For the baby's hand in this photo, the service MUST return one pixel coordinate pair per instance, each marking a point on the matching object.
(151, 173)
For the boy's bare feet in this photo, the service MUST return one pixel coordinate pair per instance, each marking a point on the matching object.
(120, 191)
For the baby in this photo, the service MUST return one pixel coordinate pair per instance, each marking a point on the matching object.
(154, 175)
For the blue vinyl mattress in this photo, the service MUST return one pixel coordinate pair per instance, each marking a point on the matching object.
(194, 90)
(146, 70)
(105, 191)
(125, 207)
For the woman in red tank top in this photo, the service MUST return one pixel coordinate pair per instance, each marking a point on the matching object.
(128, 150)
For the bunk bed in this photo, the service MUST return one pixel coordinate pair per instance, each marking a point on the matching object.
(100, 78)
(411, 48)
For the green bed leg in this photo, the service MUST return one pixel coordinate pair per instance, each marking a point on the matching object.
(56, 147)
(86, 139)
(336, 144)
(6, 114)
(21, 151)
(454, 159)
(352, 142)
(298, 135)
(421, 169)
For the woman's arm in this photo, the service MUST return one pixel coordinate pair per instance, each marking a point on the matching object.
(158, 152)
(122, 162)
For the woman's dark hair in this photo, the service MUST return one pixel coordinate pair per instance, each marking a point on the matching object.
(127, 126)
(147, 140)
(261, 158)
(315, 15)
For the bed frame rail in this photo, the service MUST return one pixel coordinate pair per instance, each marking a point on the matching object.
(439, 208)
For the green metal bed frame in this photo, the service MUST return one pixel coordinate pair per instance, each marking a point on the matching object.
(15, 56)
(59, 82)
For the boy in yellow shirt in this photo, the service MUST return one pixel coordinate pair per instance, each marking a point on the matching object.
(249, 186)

*-*-*

▸ **Problem description**:
Every line above needs to be retyped exactly.

▸ **Solution for this task**:
For the baby's hand in this photo, the service MUST return one pixel coordinate pair per instance, each marking a point on the matching object.
(151, 173)
For the boy's bare feet in this photo, the service MUST return one pixel coordinate pair per instance, each marking a point on the matching object.
(120, 191)
For the baby in this photo, the service MUST return one pixel coordinate pair per instance, each marking a point on the matching object.
(154, 175)
For the blue vinyl mattress in this photo, the service MUST return one pixel coordinate pair per instance, each marking a point on the matching object.
(194, 90)
(146, 70)
(105, 191)
(125, 207)
For the woman in red tank top in this photo, the service MUST return one pixel coordinate pair per instance, each marking a point on the matching object.
(128, 150)
For the bunk bed in this photo, the service MUST return one pixel coordinate pair per instance, each marking a point on the matching object.
(100, 78)
(411, 48)
For the green bed leg in this photo, the service MUST return one pixel coordinate pair per instance, each marking a point on the matching object.
(56, 147)
(86, 139)
(336, 144)
(6, 114)
(21, 151)
(454, 159)
(352, 142)
(298, 135)
(421, 169)
For the woman's arm in this photo, the service MUST return one pixel coordinate pair per instance, each marking a point on the matching object.
(158, 152)
(122, 162)
For the woman's dark hair in this photo, the service MUST return one pixel coordinate pair per instance, each marking a point on the matching object.
(127, 126)
(147, 140)
(261, 158)
(315, 15)
For the bed frame rail in this photo, the service MUST return one pixel coordinate pair per instance, each marking a point on the matching object.
(439, 208)
For the green metal bed frame in this photo, the service MUST return one pixel coordinate pair per instance, each marking a point on the matching object.
(15, 56)
(59, 82)
For the boy in yellow shirt in this photo, the service MUST return one pixel coordinate pair per instance, each marking a point on the matching object.
(249, 186)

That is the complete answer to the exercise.